* EXERCISE INSTRUCTIONS: Restate the full set of records exactly, word for word.

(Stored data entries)
┄┄┄┄┄┄┄┄┄┄

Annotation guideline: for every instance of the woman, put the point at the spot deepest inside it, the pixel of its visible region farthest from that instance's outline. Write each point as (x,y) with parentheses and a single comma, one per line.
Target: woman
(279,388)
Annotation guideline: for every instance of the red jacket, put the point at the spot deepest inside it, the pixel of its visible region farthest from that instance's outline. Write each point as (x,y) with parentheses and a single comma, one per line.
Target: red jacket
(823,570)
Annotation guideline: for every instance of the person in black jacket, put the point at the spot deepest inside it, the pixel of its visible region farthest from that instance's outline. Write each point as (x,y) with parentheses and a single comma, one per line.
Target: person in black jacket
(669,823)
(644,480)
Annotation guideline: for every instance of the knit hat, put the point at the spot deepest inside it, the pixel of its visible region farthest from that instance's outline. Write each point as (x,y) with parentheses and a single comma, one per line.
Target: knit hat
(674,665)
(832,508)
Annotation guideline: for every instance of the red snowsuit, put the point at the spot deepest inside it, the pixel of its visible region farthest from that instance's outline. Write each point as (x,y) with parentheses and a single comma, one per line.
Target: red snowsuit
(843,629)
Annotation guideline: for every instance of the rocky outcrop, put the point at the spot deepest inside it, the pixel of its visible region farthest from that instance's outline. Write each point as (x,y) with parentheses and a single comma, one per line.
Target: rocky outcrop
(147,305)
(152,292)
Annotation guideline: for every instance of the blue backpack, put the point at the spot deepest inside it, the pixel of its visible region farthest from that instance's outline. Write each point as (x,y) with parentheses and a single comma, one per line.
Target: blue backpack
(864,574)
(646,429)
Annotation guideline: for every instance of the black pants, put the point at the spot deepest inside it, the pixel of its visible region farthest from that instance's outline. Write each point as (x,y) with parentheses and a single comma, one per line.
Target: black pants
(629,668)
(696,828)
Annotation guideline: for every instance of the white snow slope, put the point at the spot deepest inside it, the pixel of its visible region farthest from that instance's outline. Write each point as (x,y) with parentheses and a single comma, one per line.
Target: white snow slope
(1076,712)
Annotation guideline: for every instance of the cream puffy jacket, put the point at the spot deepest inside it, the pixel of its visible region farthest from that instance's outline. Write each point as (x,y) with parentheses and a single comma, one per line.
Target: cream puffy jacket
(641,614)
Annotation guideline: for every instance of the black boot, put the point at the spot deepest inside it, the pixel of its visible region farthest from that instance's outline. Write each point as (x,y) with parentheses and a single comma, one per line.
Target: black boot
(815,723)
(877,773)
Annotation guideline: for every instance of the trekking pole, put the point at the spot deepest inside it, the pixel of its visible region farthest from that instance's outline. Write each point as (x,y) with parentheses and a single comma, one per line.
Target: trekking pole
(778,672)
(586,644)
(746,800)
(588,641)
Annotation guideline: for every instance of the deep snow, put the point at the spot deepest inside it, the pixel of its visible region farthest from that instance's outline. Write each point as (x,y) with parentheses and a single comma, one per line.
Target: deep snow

┄┄┄┄┄┄┄┄┄┄

* EXPECTED OUTPUT:
Annotation guideline: for every instance of the woman, put the point at the spot deepest inside it, the pixel of its visible region farthest from that instance's outline. Write each point as (x,y) with parentheses and a single comma, one per line.
Target: woman
(279,388)
Annotation guideline: for every instance of the red jacket, put the point at the spot deepest inside it, the pixel of its visible region farthest from that instance's outline. Write each point as (x,y) with parentheses and a single comma, one per line.
Target: red jacket
(823,570)
Annotation guideline: for every instance of the person in black jacket, put the point at the spot deepest inside it, the pixel of its visible region farthest from that instance's outline. Write each point as (x,y) with parentheses and a single comma, one per line.
Target: person in black jacket
(669,823)
(644,480)
Annotation guideline: for every instance of the knit hat, put the point at the spot deepest inside it, the pixel of its visible region farthest from that instance's outline. Write each point as (x,y) with parentheses and a single comma, one per line.
Target: knit hat
(674,665)
(832,508)
Annotation guideline: for every instance of the red snowsuit, put the point at the spot deepest inside it, the pixel of its visible region farthest from that instance's outline. Write each point as (x,y) with parentheses and a single comma, one per line.
Target: red snowsuit
(843,629)
Annotation guideline: for every instance of the rocky outcrop, put the point at the spot deepest inside it, the pixel of its visible region farthest from that instance's outline. Write each point as (x,y) with parentheses and a single comma, one per line.
Target: rocky outcrop
(147,305)
(152,292)
Annotation guideline: for every instance of the blue backpack, put the point at the spot deepest inside it, the pixel of its visible region farthest from that instance's outline. Write each point as (x,y) with parentheses and a single comma, one per line.
Target: blue backpack
(864,574)
(646,429)
Annotation guideline: for every instance of the black pants, put the point at the spot deepest inside it, the pixel of its visible region farthest from that instance's outline. Write each point as (x,y) with parentheses and a single comma, one per line.
Target: black pants
(629,668)
(696,828)
Annotation guideline: for every instance of the white snow slope, put the point at the spot deepest inside it, the pixel of its visible region farthest from that instance's outline. Write each point as (x,y) with parentheses and a single comma, one per line.
Target: white snow slope
(1076,712)
Annotation guideline: for every instance of the cream puffy jacket, put the point at the spot deepest inside it, the pixel of its visible region farthest from that instance's outline. Write each point as (x,y) with parentheses and a single comma, one per line.
Target: cream puffy jacket
(641,614)
Annotation guideline: for every instance of the black boot, put the point at the spot deepest inside it, the pixel of its visible region farthest from that instance's outline. Write each point as (x,y) with parentheses and a single comma, one per line.
Target: black boot
(815,723)
(877,773)
Annotation guideline: for every instance of the trekking pole, put the point at the spot deepest inside it, the pixel of its visible region farthest from that instance's outline. Write each point as (x,y) with parentheses and a single comma, one per line.
Target: trekking pole
(778,672)
(586,644)
(746,800)
(588,641)
Annotation guideline: for every instance of the deep snow, put the point at the spot deepest inside it, the pixel of its visible region farthest from that instance's outline. Write each point as (x,y) with parentheses and a single comma, one per line.
Target: deep snow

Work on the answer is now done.